**Material provided:**

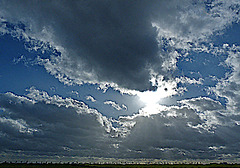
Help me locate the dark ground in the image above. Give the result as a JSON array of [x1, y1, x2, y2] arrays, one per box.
[[0, 163, 240, 168]]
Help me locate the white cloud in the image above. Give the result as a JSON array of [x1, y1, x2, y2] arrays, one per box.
[[1, 0, 239, 93], [104, 100, 127, 111], [86, 96, 96, 102]]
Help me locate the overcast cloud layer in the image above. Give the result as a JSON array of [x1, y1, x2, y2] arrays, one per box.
[[0, 0, 240, 161], [1, 0, 238, 91]]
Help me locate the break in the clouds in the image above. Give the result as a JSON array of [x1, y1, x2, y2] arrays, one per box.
[[0, 0, 240, 161]]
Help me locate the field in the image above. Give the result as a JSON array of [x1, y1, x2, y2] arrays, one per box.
[[0, 163, 240, 168]]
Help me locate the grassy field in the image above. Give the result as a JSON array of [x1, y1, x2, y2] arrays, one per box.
[[0, 163, 240, 168]]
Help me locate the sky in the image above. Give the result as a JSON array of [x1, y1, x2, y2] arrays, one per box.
[[0, 0, 240, 162]]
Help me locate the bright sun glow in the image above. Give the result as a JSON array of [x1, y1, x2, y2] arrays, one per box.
[[137, 82, 177, 116]]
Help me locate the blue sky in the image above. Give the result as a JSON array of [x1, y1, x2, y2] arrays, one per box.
[[0, 0, 240, 161]]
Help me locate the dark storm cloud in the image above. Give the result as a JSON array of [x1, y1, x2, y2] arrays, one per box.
[[0, 0, 197, 90], [0, 93, 117, 156]]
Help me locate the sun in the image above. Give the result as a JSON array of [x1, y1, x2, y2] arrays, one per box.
[[138, 88, 167, 105]]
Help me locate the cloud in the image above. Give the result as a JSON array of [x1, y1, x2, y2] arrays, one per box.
[[0, 87, 240, 160], [210, 44, 240, 115], [86, 96, 96, 102], [0, 0, 239, 91], [104, 100, 127, 111]]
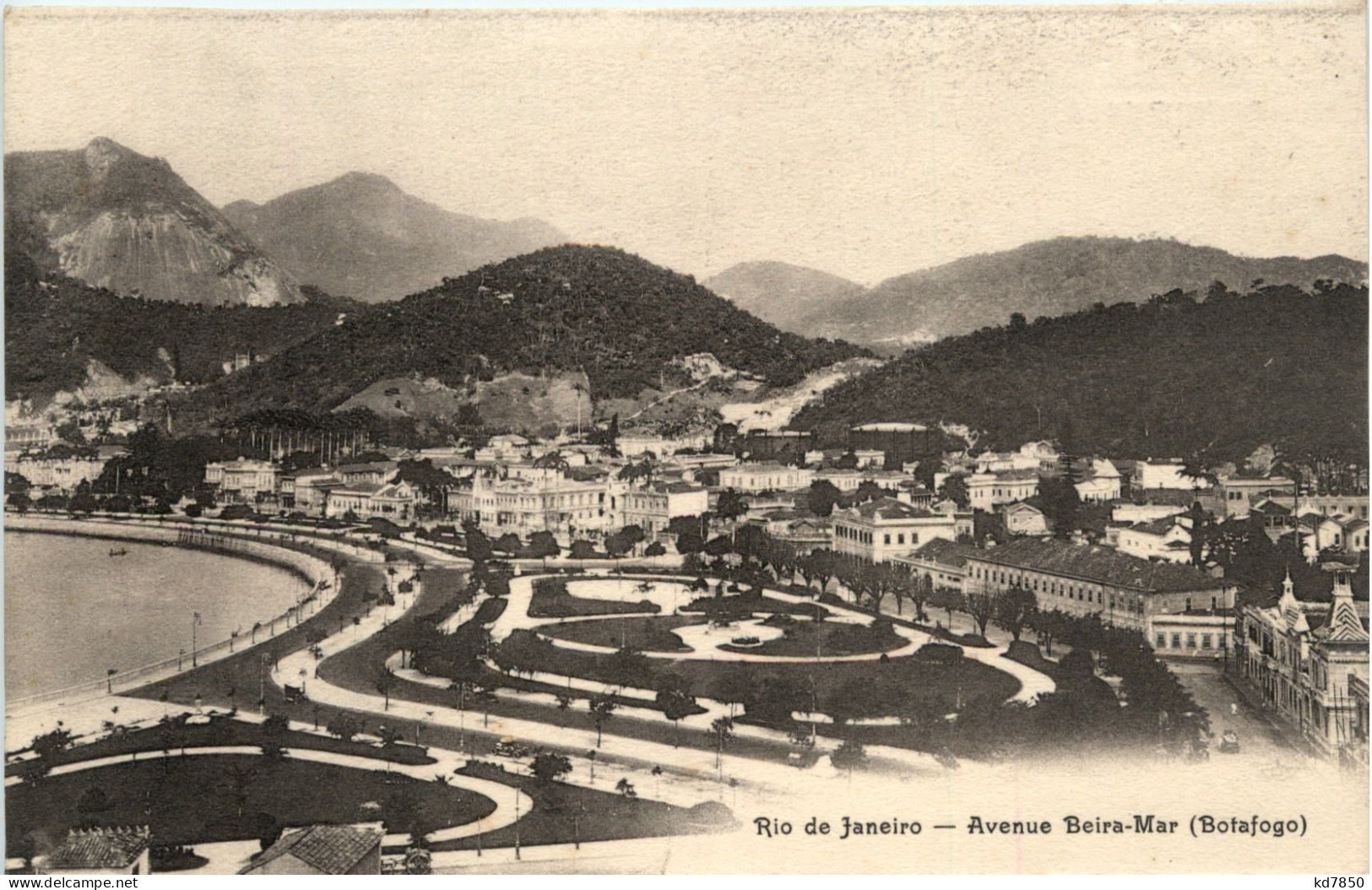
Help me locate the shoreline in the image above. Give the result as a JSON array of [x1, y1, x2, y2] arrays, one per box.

**Challenge:** Set every line of the entries above into a Markdown table with the columns No. and Line, giving each row its number and skipping blank lines. Leave the pictures out of the table.

**Exercise solution:**
| No. | Line |
|---|---|
| 1 | Help me locate the dark ground in the image above. Give the result as a JSON array of [x1, y1, x2, y2] arrays, one per box. |
| 2 | [[0, 163, 240, 168]] |
| 3 | Help me locate the white cloud in the image above. Give the result as a JSON array of [x1, y1, x2, y2] arrays, one per box. |
| 4 | [[1, 0, 239, 93], [104, 100, 127, 111], [86, 96, 96, 102]] |
| 5 | Help me locate the overcast cloud layer in the image above. Give the result as a JSON array of [x1, y1, x2, y2] arrays, one per box. |
| 6 | [[0, 0, 240, 161], [1, 0, 238, 91]] |
| 7 | Help me locate the break in the clouds in the image above. Give the result as a JSON array of [x1, y1, x2, y2] arrays, one per box. |
| 8 | [[0, 0, 240, 161]] |
| 9 | Help me locate the field in the image above. Give the result as a JSON array of [x1, y1, x2, y2] arrays, one per box. |
| 10 | [[0, 163, 240, 168]] |
| 11 | Help me locate the grassy field in the image above. Give the result as a JSON array of [x1, y1, x2, y2] arrays, one per box. |
| 12 | [[0, 163, 240, 168]] |
| 13 | Help me locate the sky in the image above. Give the result as a JSON array of [x1, y1, x2, y2] arrays, one per box. |
| 14 | [[0, 0, 240, 162]] |
| 15 | Help me locate the bright sun glow in the image above. Give the result as a JSON array of [x1, y1, x2, y2] arrays, one per box. |
| 16 | [[137, 82, 177, 116]] |
| 17 | Help me locate the blue sky in the image above. Give the result as a JSON array of [x1, y1, x2, y2] arrays, one per box. |
| 18 | [[0, 0, 240, 161]] |
| 19 | Help me locate the dark storm cloud in the image above. Give the result as a JSON array of [x1, y1, x2, y2] arrays, one per box. |
| 20 | [[0, 0, 197, 90], [0, 93, 117, 156]] |
| 21 | Help me locate the sun in the image above. Give the result as a JSON array of [x1, y1, x2, y2] arrays, one per box. |
| 22 | [[138, 88, 167, 105]] |
| 23 | Help me locate the cloud in the image above. Give the result as a JSON array of [x1, y1, x2, y2] arrays, one per box. |
| 24 | [[0, 87, 240, 160], [210, 44, 240, 115], [86, 96, 96, 102], [0, 0, 239, 91], [104, 100, 127, 111]] |
| 25 | Help me locate the shoreline in the image above. Give the result as a JSON array of [x1, y1, x2, y2] arrays, one per box. |